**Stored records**
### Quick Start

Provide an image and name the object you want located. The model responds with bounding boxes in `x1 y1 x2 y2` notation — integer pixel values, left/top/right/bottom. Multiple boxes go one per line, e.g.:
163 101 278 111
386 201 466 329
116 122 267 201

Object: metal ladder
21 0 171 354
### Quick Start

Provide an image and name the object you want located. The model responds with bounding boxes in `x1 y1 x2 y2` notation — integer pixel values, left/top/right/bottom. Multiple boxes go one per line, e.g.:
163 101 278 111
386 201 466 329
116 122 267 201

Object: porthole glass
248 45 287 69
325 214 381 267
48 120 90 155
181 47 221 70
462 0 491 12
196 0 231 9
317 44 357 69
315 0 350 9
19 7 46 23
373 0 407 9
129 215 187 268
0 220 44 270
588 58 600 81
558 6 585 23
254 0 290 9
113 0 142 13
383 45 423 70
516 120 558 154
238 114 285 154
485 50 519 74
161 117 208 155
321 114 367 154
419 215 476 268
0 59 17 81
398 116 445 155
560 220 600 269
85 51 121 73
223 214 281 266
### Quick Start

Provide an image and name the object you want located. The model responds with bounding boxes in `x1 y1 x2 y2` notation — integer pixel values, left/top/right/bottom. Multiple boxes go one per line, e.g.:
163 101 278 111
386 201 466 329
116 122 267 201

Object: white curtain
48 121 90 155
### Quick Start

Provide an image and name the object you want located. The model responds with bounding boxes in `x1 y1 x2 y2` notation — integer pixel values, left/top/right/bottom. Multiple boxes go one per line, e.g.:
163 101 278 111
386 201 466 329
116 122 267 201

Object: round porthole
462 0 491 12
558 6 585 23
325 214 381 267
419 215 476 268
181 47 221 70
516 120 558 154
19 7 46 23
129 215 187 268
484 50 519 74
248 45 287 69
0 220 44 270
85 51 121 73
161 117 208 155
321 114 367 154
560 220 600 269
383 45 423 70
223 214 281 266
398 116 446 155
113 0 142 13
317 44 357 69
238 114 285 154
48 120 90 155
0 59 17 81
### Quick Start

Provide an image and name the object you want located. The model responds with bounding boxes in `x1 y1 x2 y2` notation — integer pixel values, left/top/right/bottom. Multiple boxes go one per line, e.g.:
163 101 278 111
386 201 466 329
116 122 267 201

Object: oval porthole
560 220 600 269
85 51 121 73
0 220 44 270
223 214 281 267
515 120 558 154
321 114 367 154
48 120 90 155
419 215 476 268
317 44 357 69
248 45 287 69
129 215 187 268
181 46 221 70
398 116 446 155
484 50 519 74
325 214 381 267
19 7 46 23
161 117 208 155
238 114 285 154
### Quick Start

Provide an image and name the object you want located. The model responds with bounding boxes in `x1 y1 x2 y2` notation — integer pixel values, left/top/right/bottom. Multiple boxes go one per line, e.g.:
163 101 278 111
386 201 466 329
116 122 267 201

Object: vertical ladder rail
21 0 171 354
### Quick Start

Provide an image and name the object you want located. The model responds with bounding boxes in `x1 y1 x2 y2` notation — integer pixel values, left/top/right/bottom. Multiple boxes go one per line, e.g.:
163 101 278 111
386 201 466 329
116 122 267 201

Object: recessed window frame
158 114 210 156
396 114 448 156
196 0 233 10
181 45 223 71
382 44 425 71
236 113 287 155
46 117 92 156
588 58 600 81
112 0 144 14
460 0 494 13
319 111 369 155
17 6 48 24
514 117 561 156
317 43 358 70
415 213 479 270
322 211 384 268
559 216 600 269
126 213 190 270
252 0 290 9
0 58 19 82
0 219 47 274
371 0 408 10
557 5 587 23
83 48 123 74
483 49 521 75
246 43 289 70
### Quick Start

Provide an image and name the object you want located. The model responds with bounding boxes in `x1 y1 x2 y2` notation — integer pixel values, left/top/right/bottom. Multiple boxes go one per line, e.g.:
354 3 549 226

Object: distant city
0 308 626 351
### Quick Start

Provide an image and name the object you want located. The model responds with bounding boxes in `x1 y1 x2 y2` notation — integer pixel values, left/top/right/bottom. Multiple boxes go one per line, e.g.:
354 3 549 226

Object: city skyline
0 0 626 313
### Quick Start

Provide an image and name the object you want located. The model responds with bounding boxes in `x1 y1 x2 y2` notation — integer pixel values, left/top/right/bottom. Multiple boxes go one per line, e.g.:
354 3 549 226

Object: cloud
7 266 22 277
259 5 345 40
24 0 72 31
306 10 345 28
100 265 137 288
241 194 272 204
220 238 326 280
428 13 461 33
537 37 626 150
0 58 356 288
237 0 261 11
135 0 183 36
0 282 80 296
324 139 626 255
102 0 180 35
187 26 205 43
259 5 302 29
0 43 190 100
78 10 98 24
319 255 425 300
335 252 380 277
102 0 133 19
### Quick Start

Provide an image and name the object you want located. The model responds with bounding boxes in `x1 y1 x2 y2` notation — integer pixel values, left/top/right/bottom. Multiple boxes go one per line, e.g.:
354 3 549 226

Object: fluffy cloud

**Task description**
Pick out and copy every line of the records above that contains the string "ladder".

**Solution to the exercise**
Object: metal ladder
Object: vertical ladder rail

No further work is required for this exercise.